• [INSTRUCTIONS FOR THE TASK]
In the weight-loss discussion below, what does the Body Bugg armband track?

• [GIVEN TEXT]
***

I know I need to be drinking more water and eating more fruits/veggies.
I recently bought a Body Bugg, the armband they wear on the biggest loser. I love it!! It keeps track of the steps I take, activity minutes, and calories burned. It has been a huge help!
As long as I keep eating less than what I burn, I should be okay. It just seems that the scale is stuck!
Thanks again for all the lovely input.
I changed my diet over three years and have lost ten pounds a year. I cut things out a little at a time and stopped eating after 7 PM. I now drink no sodas of any kind except on a special occasion. I only perimeter shop a grocery start. Fruits, vegetables, lean meat, light on the dairy. I also eat nuts. I am not a fan of bread or pasta any way. Now I just do not like processed food. When I am really in a mood I try some of the chocolate desserts on Doctor Oz. We keep no snacks in the house except fruits or vegetables, I have to drive for a snack if I want it and usually I do not want it. I stopped drinking coffee out or eating out for the most part. Actually most food I eat out tastes bad now. Oh and Greek yogurt subsitute for sour cream on potatoes and in dips.
My scale did not budge for years now I I am almost to perfect BMI. It is not about dieting more about lifestyle and changing slowly. I go to my in laws and I am sick for a week.
Lean muscle burns fat. So try - through weights etc - to build your muscle mass. I can't remember the exact figures, but for ever kg (2.2 pounds in a Kilogram) of muscle, you burnsomething like 4 times the fat, than if that muscle had remained flab.
If your gym can show you how to use those weight machines that would really, REALLY help you.
You can run for 6 blinking hours on a treadmill and not lose anywhere near the weight you would lose just by building muscles.
I'm not really someone who can speak from personal experience, i have the opposite problem and always have been that way, my husband is the reverse and currently loosing a lot of weight so its a common conversational topic around here, maybe some of it will be helpful.
Its not just what you eat, but a combination of what you eat, how much you eat, when you eat, how much you move and genetics or body type. My hubby is not a diet guy, couldn't follow one simply because they were always so unreasonably restrictive for him to follow, these are some of the things he's mentioned to me.

***

• [DATA UNDER STUDY]

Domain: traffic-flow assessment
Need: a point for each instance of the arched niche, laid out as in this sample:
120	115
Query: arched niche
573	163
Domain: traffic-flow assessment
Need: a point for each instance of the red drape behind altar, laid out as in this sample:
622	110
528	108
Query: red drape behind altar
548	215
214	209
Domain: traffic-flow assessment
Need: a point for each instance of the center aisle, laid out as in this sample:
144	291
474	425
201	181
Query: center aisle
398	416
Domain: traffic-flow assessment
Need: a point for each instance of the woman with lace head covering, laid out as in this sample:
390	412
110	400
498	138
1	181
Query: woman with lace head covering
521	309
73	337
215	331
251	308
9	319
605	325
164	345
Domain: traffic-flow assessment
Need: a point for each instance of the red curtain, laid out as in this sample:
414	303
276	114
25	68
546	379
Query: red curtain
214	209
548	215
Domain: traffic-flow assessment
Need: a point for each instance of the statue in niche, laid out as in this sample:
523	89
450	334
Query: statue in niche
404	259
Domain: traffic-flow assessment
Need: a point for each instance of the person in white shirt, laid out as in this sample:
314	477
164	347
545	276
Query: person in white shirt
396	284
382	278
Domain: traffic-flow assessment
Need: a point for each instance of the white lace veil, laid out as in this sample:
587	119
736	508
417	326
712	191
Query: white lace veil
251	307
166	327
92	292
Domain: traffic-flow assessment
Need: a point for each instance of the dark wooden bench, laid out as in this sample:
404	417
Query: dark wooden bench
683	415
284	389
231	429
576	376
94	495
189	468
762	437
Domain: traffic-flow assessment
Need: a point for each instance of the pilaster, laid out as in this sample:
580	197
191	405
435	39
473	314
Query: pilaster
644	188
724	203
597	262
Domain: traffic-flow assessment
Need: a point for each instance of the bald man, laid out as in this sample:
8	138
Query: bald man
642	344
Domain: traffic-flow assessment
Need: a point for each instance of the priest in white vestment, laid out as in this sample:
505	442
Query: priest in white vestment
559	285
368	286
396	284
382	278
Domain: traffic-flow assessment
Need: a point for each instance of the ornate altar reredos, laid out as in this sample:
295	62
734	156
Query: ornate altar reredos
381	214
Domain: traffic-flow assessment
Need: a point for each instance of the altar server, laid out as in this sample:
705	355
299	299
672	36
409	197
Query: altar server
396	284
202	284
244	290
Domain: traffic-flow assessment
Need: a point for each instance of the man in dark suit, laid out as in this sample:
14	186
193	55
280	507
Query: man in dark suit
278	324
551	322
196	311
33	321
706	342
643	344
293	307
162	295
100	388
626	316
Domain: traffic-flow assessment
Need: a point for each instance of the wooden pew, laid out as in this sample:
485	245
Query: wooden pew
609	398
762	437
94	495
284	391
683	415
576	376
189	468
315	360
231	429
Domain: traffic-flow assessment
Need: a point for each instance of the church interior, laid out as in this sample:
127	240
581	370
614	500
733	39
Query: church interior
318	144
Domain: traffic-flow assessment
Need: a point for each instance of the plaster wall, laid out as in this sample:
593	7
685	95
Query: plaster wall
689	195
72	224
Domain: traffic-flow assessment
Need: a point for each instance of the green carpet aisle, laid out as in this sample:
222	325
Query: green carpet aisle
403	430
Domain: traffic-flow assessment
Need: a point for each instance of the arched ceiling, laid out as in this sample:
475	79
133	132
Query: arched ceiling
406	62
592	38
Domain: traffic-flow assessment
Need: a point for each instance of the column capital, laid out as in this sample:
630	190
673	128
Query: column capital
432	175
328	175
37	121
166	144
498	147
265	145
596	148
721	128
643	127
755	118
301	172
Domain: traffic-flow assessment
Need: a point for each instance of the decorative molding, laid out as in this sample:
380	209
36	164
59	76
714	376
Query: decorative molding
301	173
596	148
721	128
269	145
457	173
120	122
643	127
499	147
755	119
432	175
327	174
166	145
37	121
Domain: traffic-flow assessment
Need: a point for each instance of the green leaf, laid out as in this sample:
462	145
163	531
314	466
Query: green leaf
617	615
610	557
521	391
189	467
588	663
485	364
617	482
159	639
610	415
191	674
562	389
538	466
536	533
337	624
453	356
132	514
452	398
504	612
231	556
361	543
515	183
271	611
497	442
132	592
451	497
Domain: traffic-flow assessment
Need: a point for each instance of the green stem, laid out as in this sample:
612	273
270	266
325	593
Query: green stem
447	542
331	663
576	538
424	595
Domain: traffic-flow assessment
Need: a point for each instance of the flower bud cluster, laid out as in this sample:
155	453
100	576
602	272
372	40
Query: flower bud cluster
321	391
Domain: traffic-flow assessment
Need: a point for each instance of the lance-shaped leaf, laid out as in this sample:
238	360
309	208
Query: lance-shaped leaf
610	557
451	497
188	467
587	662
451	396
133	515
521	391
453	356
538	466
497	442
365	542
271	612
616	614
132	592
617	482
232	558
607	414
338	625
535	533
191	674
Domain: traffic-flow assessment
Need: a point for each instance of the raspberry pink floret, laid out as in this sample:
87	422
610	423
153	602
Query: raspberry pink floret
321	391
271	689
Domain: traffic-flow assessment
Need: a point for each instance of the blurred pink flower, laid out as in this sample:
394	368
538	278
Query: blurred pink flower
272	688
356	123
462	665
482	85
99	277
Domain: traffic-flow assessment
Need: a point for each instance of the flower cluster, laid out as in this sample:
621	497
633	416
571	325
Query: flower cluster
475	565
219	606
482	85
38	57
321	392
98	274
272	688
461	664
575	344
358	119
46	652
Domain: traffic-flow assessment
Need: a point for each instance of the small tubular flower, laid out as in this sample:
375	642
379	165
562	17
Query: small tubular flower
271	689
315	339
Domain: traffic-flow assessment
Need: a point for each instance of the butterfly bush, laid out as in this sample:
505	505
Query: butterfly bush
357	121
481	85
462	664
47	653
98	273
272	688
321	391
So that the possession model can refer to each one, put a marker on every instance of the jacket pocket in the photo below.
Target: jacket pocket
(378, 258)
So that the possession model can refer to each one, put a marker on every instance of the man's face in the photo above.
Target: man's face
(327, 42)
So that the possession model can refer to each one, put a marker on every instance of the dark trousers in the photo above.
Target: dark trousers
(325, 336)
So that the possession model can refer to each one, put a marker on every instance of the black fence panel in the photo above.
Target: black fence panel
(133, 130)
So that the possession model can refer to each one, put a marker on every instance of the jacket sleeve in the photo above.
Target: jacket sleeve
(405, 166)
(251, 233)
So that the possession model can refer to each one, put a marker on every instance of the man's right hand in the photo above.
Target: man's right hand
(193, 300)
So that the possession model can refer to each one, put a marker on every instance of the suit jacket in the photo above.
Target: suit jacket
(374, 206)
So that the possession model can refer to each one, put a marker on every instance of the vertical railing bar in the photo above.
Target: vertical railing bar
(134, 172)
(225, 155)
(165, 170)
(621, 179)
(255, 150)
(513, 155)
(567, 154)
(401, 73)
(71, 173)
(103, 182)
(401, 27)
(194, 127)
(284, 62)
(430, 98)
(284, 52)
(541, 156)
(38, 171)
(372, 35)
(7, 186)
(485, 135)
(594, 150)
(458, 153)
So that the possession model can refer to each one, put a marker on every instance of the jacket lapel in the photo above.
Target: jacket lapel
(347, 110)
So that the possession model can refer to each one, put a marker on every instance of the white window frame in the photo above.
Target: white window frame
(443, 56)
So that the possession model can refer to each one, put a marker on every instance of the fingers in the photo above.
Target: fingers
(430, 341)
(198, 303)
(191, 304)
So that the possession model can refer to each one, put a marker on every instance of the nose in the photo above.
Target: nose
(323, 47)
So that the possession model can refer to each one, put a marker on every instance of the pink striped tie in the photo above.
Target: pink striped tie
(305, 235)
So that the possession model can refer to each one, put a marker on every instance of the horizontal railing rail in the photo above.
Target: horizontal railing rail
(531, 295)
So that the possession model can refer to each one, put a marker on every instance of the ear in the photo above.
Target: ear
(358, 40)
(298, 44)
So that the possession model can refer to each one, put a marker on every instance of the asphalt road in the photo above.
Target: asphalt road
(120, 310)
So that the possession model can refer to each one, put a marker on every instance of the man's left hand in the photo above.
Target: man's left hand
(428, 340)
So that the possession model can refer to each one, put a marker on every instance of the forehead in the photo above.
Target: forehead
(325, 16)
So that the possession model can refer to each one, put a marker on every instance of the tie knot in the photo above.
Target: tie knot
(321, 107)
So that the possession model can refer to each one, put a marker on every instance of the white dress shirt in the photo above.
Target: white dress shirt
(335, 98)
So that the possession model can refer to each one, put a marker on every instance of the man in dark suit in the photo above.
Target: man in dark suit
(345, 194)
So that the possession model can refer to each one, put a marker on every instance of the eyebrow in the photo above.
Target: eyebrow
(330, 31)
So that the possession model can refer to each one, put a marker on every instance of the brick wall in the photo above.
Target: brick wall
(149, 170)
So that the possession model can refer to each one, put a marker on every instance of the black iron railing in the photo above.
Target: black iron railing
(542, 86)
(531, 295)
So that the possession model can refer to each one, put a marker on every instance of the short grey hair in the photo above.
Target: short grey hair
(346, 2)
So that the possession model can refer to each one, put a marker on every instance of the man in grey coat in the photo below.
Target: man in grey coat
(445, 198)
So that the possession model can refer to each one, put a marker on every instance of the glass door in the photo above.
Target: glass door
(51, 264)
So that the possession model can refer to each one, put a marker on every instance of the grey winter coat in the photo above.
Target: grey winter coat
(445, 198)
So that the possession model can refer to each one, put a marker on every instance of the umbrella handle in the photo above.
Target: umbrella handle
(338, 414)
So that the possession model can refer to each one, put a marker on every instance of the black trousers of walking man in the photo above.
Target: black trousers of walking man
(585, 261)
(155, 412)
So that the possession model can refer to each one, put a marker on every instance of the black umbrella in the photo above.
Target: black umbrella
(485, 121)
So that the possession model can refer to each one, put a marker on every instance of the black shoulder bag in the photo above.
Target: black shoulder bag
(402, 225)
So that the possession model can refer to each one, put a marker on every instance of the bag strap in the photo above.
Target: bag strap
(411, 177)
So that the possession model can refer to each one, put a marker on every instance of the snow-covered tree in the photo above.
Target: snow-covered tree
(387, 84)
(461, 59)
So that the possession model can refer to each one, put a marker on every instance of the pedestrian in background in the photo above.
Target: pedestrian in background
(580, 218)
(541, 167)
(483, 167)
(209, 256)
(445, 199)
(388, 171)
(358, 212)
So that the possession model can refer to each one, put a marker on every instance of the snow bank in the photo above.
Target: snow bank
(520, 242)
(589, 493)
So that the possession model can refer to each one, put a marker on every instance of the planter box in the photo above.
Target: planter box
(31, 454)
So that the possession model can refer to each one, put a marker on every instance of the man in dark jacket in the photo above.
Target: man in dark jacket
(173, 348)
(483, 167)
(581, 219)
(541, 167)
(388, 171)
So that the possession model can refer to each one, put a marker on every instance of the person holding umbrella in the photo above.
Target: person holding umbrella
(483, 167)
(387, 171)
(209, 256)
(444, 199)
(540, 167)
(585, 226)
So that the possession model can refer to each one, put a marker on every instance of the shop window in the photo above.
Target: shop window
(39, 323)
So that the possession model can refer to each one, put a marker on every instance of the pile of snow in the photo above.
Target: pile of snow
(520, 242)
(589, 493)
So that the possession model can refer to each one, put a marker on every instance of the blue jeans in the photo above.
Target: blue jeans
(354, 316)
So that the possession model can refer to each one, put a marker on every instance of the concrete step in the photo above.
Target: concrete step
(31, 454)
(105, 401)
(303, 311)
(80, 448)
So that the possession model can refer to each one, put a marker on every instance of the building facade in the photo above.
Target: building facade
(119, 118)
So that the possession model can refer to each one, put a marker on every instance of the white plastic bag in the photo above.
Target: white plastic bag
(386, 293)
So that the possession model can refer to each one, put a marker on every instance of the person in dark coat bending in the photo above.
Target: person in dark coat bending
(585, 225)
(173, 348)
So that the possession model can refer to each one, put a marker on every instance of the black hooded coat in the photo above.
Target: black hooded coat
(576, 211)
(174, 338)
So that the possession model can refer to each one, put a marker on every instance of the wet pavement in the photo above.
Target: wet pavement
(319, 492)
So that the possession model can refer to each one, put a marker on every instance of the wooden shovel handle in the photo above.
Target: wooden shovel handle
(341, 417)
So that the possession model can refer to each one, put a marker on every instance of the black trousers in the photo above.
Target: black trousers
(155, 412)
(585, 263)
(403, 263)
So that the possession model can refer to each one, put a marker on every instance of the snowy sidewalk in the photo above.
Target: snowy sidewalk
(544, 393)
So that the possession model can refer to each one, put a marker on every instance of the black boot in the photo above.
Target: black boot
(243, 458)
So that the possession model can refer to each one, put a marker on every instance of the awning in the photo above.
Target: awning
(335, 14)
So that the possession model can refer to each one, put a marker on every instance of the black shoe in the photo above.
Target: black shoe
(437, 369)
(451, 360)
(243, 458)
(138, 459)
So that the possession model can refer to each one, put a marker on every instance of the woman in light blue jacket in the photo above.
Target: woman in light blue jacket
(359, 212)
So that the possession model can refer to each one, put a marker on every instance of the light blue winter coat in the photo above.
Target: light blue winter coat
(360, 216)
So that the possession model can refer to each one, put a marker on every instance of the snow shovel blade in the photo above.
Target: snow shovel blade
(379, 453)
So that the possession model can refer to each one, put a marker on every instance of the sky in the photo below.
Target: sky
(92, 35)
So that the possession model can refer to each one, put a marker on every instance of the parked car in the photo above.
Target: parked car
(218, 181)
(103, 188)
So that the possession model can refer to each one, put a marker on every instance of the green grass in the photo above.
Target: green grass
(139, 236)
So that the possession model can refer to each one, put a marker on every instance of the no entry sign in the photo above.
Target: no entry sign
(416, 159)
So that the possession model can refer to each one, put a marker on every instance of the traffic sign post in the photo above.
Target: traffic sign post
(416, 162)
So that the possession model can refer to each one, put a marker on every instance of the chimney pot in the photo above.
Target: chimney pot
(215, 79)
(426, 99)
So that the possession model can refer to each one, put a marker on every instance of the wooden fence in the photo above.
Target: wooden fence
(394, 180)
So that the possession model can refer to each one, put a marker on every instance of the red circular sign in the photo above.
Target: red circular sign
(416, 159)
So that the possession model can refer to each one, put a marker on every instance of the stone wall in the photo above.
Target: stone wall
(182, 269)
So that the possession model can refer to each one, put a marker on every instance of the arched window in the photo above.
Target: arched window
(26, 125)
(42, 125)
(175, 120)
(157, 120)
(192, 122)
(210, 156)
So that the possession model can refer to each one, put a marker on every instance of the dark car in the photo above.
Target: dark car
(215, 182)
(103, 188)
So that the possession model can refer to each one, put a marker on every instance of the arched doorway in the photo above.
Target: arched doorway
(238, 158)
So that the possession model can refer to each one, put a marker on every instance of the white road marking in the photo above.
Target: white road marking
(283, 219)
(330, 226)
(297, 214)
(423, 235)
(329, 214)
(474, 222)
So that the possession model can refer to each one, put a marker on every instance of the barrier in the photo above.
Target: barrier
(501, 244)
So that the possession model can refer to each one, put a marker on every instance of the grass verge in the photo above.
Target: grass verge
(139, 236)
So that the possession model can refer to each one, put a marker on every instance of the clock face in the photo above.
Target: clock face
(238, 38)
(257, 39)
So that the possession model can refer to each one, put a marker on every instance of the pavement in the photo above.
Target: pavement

***

• [ANSWER SECTION]
It tracks steps taken, activity minutes, and calories burned.